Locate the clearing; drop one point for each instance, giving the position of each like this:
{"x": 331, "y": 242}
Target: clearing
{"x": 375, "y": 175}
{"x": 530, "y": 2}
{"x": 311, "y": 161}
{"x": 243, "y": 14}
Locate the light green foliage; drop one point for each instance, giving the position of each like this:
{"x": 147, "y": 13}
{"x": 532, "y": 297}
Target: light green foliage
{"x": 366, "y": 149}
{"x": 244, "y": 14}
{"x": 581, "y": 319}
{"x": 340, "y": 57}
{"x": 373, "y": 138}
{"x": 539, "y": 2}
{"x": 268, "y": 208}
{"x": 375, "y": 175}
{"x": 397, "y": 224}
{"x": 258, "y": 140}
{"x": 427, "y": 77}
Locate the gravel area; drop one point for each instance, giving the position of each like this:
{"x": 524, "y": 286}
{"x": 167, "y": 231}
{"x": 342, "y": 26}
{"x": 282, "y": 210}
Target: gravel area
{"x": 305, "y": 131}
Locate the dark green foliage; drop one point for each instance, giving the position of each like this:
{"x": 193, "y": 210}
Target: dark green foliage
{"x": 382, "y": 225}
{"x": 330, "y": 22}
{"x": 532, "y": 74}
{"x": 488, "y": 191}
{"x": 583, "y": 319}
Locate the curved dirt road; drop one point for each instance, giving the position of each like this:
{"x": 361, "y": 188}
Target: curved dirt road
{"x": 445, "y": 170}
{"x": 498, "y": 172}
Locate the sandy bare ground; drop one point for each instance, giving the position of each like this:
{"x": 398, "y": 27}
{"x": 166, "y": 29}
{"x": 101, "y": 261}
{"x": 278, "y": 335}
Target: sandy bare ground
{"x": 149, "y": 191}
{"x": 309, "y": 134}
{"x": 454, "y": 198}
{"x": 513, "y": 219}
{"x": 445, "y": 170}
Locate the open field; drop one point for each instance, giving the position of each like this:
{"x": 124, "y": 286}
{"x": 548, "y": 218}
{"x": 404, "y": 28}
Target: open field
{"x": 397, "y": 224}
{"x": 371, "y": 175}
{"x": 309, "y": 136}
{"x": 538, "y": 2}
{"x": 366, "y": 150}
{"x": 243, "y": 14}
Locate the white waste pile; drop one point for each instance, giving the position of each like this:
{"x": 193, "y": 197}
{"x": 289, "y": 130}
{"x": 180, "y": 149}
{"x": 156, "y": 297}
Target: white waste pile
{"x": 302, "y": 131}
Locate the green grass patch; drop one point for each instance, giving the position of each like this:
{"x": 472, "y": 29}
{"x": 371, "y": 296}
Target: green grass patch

•••••

Set problem |
Write out all of the data above again, line for line, without changing anything.

Correct output |
Locate the clearing; drop one point for each instance, giving the position of each like this:
{"x": 331, "y": 242}
Target: clearing
{"x": 375, "y": 175}
{"x": 530, "y": 2}
{"x": 311, "y": 161}
{"x": 243, "y": 14}
Locate the light green foliage; drop one point for each instance, giving the position of each like this:
{"x": 147, "y": 13}
{"x": 532, "y": 297}
Target: light green foliage
{"x": 366, "y": 149}
{"x": 244, "y": 14}
{"x": 581, "y": 319}
{"x": 340, "y": 57}
{"x": 373, "y": 138}
{"x": 539, "y": 2}
{"x": 268, "y": 208}
{"x": 375, "y": 175}
{"x": 397, "y": 224}
{"x": 258, "y": 140}
{"x": 427, "y": 77}
Locate the gravel area; drop one point for each instance, giving the position of each like this:
{"x": 524, "y": 286}
{"x": 167, "y": 231}
{"x": 342, "y": 26}
{"x": 282, "y": 210}
Target: gravel area
{"x": 305, "y": 131}
Locate the dark green foliage; drop one point for each instance, giving the position of each like this:
{"x": 193, "y": 210}
Target: dark green foliage
{"x": 382, "y": 225}
{"x": 330, "y": 22}
{"x": 532, "y": 74}
{"x": 488, "y": 191}
{"x": 583, "y": 319}
Locate the curved dirt road; drop one point for each instance, giving the position of each like this:
{"x": 361, "y": 188}
Target: curved dirt road
{"x": 445, "y": 170}
{"x": 498, "y": 172}
Locate the sandy bare ground; drop one point for each instance, giving the position of each like this:
{"x": 398, "y": 27}
{"x": 166, "y": 29}
{"x": 101, "y": 261}
{"x": 278, "y": 335}
Target: sandy bare ground
{"x": 149, "y": 191}
{"x": 309, "y": 134}
{"x": 454, "y": 198}
{"x": 513, "y": 219}
{"x": 445, "y": 170}
Locate the open field; drop one point for each instance, giving the position of each like this:
{"x": 124, "y": 286}
{"x": 548, "y": 218}
{"x": 404, "y": 28}
Target: open field
{"x": 397, "y": 224}
{"x": 371, "y": 175}
{"x": 309, "y": 136}
{"x": 538, "y": 2}
{"x": 366, "y": 150}
{"x": 243, "y": 14}
Locate the white waste pile; drop one point for each instance, giving the position of each like this:
{"x": 193, "y": 197}
{"x": 289, "y": 130}
{"x": 180, "y": 149}
{"x": 156, "y": 297}
Target: white waste pile
{"x": 302, "y": 131}
Locate the green grass patch; drop one point for each instance, giving the position of each like this:
{"x": 472, "y": 29}
{"x": 371, "y": 296}
Target: green grass patch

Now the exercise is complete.